- **Work required**
Gather every line of the material below that contains the word "provide", and copy each one in full.

- **Dataset rows**
____________
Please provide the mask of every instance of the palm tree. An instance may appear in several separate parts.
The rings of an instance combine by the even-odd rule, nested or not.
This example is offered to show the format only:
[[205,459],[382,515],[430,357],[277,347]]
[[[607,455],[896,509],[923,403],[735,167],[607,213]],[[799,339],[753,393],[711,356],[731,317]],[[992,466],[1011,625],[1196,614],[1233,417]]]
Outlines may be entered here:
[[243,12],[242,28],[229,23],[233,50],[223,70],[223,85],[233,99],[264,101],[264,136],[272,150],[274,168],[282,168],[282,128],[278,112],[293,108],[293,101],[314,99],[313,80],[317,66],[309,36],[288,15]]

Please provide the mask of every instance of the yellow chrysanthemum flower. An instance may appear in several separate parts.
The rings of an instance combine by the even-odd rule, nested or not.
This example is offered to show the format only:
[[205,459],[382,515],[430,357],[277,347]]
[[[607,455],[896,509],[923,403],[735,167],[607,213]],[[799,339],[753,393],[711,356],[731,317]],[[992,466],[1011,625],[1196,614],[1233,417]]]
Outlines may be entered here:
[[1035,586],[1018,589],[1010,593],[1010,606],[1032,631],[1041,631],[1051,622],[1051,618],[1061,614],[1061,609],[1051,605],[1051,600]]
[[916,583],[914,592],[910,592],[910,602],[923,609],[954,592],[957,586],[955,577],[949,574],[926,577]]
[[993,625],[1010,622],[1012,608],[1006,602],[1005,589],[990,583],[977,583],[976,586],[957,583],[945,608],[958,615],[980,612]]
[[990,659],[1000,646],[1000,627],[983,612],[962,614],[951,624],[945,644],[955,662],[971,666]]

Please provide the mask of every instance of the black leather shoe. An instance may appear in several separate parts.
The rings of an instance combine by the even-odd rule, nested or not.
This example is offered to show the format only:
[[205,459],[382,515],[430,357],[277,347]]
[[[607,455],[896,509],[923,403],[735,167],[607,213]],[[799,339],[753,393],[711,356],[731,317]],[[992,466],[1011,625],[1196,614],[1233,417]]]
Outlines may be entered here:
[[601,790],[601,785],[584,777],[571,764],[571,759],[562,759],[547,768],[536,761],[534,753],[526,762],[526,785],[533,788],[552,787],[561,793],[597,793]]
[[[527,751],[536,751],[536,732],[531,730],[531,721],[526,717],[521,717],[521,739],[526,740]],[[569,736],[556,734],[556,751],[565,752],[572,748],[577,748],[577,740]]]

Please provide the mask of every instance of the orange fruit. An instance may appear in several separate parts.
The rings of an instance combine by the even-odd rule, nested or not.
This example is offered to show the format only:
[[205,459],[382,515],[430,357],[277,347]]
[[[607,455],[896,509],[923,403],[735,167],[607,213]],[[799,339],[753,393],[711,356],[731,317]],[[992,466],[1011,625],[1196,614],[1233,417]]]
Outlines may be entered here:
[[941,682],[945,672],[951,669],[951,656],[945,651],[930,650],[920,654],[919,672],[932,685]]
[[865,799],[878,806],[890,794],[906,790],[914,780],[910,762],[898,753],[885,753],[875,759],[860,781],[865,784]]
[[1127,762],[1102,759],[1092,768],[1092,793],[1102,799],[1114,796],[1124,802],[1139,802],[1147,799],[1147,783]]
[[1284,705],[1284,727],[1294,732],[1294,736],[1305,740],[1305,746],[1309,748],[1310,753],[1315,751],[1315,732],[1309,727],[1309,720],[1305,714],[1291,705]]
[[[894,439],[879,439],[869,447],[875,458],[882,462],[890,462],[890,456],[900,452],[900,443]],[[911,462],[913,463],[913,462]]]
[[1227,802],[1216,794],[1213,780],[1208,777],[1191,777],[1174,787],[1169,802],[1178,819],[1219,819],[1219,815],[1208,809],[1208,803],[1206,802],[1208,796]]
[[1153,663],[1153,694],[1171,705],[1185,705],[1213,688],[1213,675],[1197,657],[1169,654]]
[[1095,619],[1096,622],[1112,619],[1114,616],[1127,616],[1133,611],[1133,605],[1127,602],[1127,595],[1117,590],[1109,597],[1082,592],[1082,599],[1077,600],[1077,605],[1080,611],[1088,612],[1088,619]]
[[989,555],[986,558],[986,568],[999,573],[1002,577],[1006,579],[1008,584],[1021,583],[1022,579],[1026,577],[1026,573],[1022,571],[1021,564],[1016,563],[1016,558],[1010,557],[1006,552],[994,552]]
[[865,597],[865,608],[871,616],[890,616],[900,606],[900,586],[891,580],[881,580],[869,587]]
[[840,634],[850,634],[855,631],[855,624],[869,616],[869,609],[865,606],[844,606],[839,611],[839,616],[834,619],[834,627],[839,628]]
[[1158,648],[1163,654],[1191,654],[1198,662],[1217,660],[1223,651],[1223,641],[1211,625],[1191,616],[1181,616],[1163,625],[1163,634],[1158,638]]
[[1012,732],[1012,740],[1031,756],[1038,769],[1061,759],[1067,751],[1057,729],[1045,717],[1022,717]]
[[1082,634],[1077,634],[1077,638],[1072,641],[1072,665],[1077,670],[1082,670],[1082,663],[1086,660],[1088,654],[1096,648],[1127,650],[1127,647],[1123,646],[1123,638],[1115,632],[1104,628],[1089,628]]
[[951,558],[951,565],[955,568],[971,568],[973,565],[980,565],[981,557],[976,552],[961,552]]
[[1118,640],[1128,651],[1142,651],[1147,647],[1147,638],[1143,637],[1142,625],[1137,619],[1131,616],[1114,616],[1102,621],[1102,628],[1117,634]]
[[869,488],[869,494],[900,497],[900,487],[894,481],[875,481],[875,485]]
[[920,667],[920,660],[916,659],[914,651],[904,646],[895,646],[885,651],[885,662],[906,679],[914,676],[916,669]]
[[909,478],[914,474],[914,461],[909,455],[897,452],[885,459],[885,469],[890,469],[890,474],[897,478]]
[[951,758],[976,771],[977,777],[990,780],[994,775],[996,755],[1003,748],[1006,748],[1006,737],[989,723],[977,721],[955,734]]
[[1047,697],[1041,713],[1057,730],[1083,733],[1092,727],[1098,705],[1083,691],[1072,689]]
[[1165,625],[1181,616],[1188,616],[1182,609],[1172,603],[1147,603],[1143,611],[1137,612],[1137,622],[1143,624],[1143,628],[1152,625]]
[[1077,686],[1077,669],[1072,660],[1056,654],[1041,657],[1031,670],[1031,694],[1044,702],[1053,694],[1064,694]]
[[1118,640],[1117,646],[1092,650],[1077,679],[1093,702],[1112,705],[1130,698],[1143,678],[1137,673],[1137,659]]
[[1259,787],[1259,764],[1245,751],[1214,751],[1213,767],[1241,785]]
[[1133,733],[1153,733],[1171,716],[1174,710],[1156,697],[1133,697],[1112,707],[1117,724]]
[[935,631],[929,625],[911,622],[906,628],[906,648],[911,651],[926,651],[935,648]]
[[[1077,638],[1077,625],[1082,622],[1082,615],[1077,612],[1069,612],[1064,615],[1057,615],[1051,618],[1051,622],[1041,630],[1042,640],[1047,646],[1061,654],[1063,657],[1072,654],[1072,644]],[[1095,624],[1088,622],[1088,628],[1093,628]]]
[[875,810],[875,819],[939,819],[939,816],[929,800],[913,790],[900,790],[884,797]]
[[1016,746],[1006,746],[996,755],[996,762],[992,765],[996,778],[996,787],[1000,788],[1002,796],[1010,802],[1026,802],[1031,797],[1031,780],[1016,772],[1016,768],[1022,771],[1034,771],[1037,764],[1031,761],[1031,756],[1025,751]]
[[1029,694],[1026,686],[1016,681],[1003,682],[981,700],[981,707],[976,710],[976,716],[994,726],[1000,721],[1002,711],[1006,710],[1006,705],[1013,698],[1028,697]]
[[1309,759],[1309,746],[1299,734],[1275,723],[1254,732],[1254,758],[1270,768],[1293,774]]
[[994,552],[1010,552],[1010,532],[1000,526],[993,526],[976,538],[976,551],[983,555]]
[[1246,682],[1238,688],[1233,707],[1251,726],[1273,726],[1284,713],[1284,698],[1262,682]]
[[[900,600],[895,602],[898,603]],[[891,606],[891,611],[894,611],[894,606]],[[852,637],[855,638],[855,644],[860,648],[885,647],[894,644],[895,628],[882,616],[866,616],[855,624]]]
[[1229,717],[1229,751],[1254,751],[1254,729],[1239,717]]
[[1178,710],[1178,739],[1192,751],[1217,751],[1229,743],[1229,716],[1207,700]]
____________
- **Exercise solution**
Please provide the mask of every instance of the palm tree. An instance may appear in several separate parts.
Please provide the mask of every instance of the yellow chrysanthemum flower. An instance may appear in several separate parts.
Please provide the mask of every instance of the black leather shoe. An instance may appear in several separate parts.
Please provide the mask of every instance of the orange fruit. An instance may appear in several separate parts.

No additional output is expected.